Retype the entries from the line containing "point_to SHOULD mark one point per instance of the tire" through the line containing "pixel 244 158", keeping every line the same as it appears. Leave the pictures out.

(A run of records)

########

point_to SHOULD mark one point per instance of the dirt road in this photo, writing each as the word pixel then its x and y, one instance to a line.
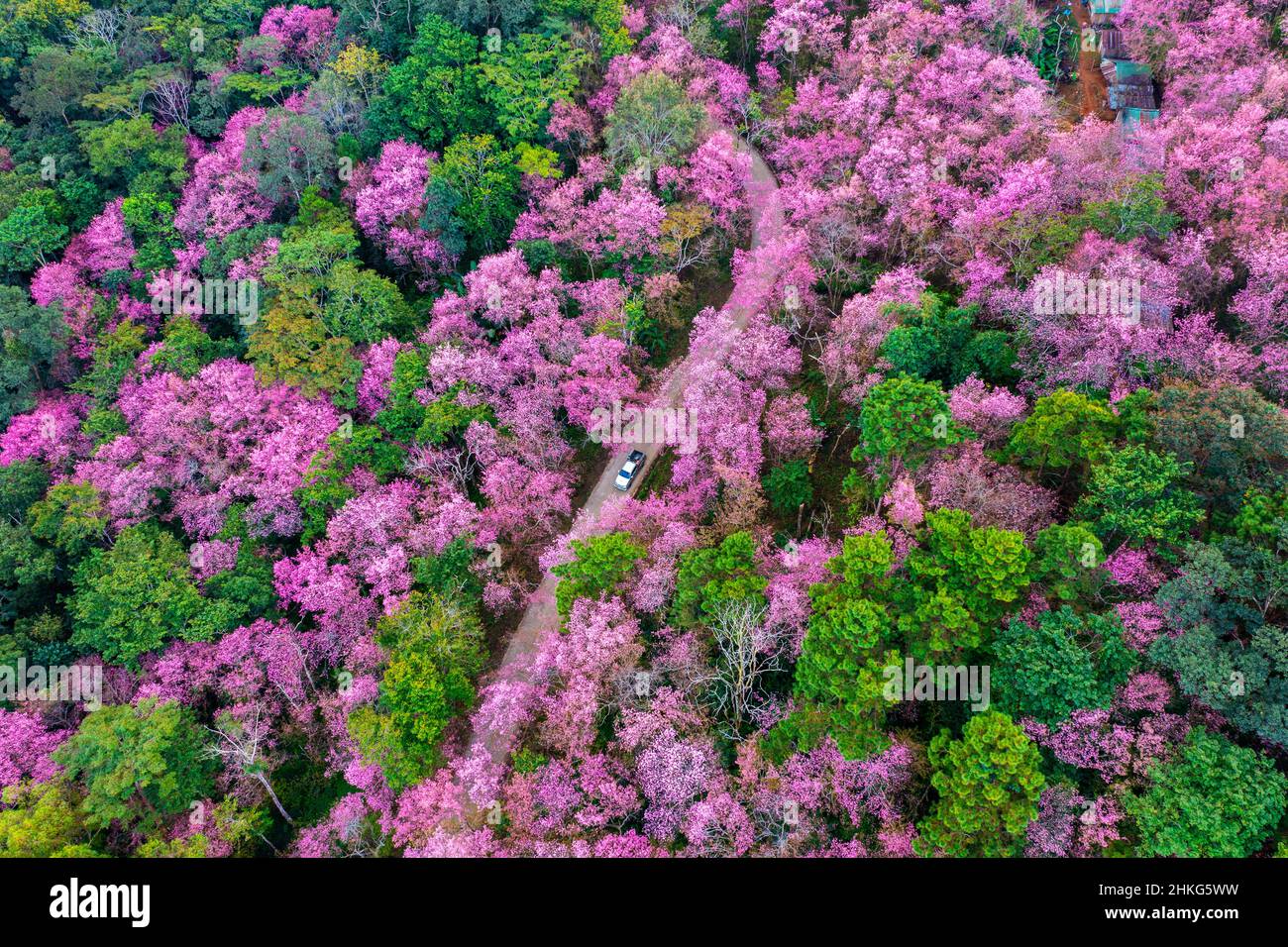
pixel 767 223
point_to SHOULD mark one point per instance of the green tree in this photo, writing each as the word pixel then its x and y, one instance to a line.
pixel 652 124
pixel 485 182
pixel 597 567
pixel 787 486
pixel 1212 800
pixel 434 93
pixel 1231 437
pixel 903 420
pixel 1064 434
pixel 132 598
pixel 707 578
pixel 938 342
pixel 1064 664
pixel 31 337
pixel 524 77
pixel 988 785
pixel 1067 560
pixel 436 651
pixel 1134 495
pixel 291 344
pixel 40 819
pixel 140 763
pixel 29 239
pixel 1138 209
pixel 71 518
pixel 365 307
pixel 840 672
pixel 1232 648
pixel 964 581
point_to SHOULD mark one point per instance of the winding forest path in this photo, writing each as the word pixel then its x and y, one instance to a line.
pixel 758 278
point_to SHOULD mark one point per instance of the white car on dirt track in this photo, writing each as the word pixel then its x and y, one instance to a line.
pixel 630 470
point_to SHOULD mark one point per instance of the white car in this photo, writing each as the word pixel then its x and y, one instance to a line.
pixel 630 470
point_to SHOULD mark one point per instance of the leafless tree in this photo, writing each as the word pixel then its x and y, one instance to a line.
pixel 170 99
pixel 243 742
pixel 745 651
pixel 98 29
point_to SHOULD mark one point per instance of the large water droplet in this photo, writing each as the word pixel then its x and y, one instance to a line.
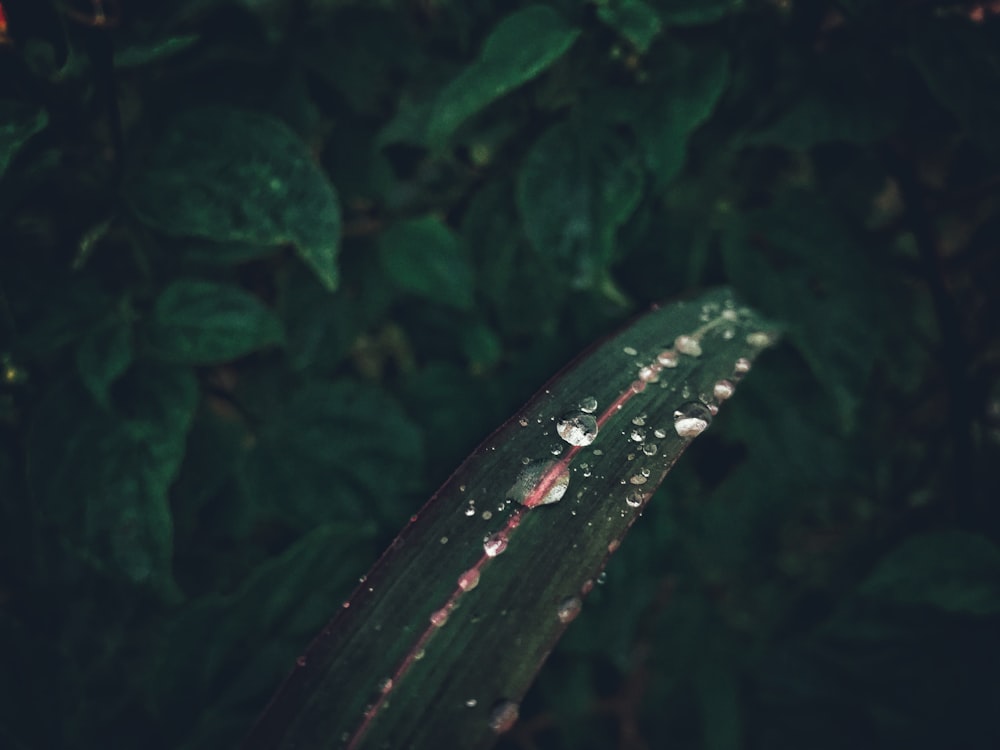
pixel 577 428
pixel 503 716
pixel 495 544
pixel 540 483
pixel 688 345
pixel 569 608
pixel 691 418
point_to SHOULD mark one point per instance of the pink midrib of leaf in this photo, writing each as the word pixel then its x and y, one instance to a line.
pixel 533 499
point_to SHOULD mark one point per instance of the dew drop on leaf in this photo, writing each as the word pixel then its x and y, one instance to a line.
pixel 540 483
pixel 691 418
pixel 688 345
pixel 577 428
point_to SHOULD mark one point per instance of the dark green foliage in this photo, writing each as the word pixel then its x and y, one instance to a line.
pixel 269 271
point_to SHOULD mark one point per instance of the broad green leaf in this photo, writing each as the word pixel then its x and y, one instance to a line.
pixel 231 175
pixel 954 571
pixel 424 257
pixel 103 356
pixel 520 47
pixel 695 12
pixel 200 322
pixel 692 81
pixel 18 122
pixel 633 19
pixel 333 451
pixel 574 190
pixel 103 476
pixel 497 563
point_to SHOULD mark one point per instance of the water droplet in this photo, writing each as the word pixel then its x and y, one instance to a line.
pixel 722 390
pixel 577 428
pixel 469 579
pixel 540 483
pixel 503 716
pixel 691 418
pixel 688 345
pixel 569 608
pixel 667 358
pixel 495 544
pixel 650 373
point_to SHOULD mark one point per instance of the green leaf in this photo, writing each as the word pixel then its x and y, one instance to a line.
pixel 695 12
pixel 230 175
pixel 424 257
pixel 633 19
pixel 334 451
pixel 573 192
pixel 103 356
pixel 521 46
pixel 954 571
pixel 200 322
pixel 495 563
pixel 103 477
pixel 18 122
pixel 692 81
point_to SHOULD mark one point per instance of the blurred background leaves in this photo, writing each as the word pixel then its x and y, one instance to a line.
pixel 269 271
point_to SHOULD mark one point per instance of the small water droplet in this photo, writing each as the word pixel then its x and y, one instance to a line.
pixel 688 345
pixel 569 608
pixel 577 428
pixel 503 716
pixel 668 358
pixel 495 544
pixel 722 390
pixel 540 483
pixel 691 418
pixel 469 579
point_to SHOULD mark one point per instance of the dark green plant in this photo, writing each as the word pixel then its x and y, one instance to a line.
pixel 270 270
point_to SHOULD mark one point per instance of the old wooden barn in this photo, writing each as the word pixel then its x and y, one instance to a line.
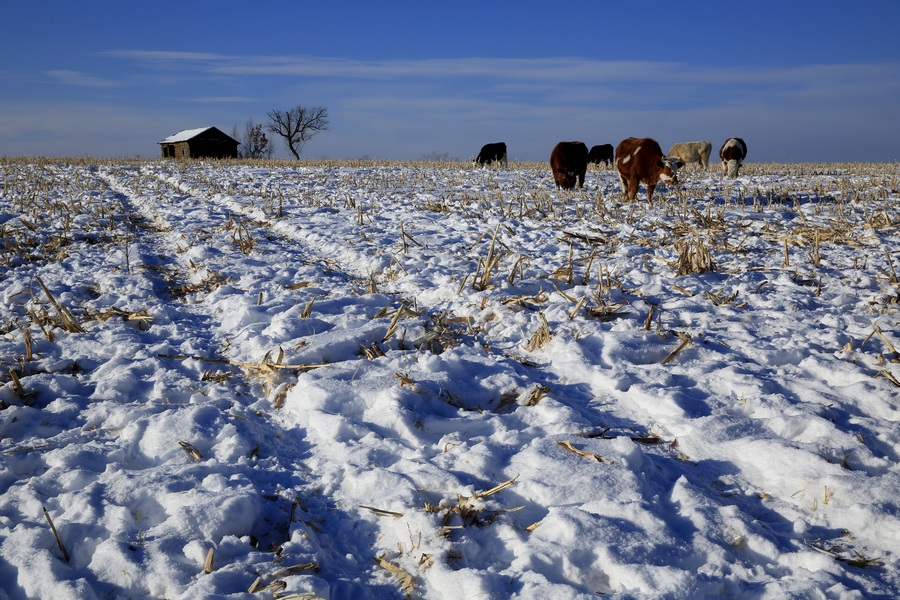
pixel 205 142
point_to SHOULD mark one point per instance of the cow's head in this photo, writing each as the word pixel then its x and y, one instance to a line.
pixel 668 170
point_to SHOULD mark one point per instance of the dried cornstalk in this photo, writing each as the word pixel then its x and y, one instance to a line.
pixel 56 534
pixel 541 336
pixel 191 450
pixel 685 340
pixel 568 446
pixel 405 579
pixel 68 322
pixel 495 489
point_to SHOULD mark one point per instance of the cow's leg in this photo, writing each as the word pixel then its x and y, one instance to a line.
pixel 624 186
pixel 633 186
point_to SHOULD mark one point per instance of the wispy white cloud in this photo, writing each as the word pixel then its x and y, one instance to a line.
pixel 221 99
pixel 79 79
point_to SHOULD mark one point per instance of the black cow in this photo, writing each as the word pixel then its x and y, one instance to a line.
pixel 601 154
pixel 733 152
pixel 568 161
pixel 492 153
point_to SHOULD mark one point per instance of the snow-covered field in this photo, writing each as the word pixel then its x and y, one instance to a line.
pixel 429 380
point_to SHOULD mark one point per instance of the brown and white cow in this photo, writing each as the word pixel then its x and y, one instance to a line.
pixel 641 160
pixel 568 161
pixel 691 152
pixel 601 154
pixel 733 152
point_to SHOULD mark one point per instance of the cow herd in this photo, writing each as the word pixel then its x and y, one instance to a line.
pixel 637 160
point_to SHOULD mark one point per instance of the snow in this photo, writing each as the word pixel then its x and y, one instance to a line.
pixel 333 377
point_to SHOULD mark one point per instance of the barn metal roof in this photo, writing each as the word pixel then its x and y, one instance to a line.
pixel 183 136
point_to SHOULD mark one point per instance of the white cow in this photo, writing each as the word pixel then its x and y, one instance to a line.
pixel 691 152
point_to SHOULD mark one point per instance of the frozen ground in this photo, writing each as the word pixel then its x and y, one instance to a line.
pixel 443 382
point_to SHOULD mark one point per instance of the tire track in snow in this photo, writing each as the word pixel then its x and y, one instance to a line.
pixel 283 487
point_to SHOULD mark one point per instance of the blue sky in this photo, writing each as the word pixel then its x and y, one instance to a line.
pixel 799 81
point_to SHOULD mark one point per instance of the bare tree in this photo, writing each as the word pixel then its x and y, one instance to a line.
pixel 254 143
pixel 298 125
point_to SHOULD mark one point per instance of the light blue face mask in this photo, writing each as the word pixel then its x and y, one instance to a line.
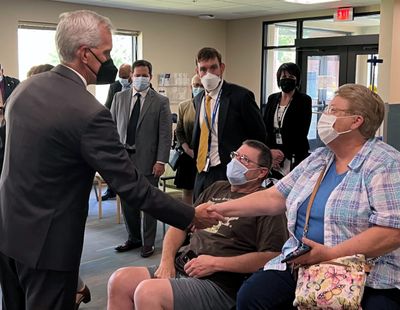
pixel 141 83
pixel 235 172
pixel 196 91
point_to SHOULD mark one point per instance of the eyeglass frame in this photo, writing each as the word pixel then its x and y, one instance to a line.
pixel 244 158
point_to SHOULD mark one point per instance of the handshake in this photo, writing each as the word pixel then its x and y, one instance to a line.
pixel 206 216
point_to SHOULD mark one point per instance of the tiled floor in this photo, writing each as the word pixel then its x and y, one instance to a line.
pixel 99 259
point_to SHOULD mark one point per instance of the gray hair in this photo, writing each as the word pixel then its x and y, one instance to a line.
pixel 364 102
pixel 76 29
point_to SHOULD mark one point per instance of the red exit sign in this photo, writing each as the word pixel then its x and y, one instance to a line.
pixel 343 14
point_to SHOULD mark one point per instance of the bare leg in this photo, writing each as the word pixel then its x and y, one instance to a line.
pixel 155 294
pixel 187 196
pixel 122 285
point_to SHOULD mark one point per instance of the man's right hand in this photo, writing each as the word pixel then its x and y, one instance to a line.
pixel 277 157
pixel 204 218
pixel 165 271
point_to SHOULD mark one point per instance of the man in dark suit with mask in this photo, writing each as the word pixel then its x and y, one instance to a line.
pixel 58 135
pixel 226 115
pixel 124 82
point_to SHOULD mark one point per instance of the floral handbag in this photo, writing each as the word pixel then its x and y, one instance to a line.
pixel 336 284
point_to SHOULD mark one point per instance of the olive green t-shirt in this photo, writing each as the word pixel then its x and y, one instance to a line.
pixel 239 235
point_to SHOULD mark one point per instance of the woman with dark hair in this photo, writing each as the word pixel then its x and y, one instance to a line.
pixel 287 119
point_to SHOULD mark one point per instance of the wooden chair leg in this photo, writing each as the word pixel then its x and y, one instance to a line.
pixel 100 200
pixel 118 210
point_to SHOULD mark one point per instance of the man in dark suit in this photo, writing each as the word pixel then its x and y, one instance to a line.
pixel 124 82
pixel 7 85
pixel 226 115
pixel 58 135
pixel 148 143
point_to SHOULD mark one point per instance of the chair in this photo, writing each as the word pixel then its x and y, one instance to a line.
pixel 98 183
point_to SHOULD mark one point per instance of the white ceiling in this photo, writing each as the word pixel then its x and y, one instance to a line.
pixel 221 9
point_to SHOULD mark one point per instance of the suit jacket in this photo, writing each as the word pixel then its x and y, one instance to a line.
pixel 58 135
pixel 154 130
pixel 10 84
pixel 295 125
pixel 239 119
pixel 114 88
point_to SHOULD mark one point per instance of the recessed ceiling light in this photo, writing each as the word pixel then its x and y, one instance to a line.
pixel 206 16
pixel 310 1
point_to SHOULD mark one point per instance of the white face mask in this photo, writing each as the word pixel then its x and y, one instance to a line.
pixel 124 82
pixel 326 131
pixel 141 83
pixel 210 81
pixel 235 172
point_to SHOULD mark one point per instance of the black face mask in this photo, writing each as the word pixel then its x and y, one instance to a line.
pixel 107 72
pixel 287 85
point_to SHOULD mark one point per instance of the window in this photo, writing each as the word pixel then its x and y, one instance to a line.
pixel 30 53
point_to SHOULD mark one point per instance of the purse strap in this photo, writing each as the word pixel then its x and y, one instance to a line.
pixel 311 201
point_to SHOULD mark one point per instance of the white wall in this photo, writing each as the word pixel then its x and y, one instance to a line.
pixel 170 42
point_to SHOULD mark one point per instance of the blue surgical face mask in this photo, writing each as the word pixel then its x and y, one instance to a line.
pixel 196 91
pixel 125 82
pixel 236 172
pixel 141 83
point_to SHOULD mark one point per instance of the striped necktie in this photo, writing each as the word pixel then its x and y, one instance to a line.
pixel 204 136
pixel 133 121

########

TASK SOLUTION:
point_to SHOULD mark one point per instance of the tire track in snow in this photo, writing each as the word pixel then its x and y, one instance to a line.
pixel 283 487
point_to SHOULD mark one point per instance of the blue sky in this photo, writing each as the word pixel then its x and y, one instance to a line.
pixel 799 81
point_to SHOULD mark one point per instance of the bare tree in this photo, writing each as the word pixel then its x and y, one instance to a line.
pixel 254 143
pixel 298 125
point_to SHOULD mark one point per instance of the light blue face mask in this photo, writing each as the word pixel then its x and y, one instance to a line.
pixel 141 83
pixel 235 172
pixel 196 91
point_to SHOULD mark one point per instance of the eyeglass frame in this photo, writing each as the word pixel then its x and y, one instance to a line.
pixel 244 158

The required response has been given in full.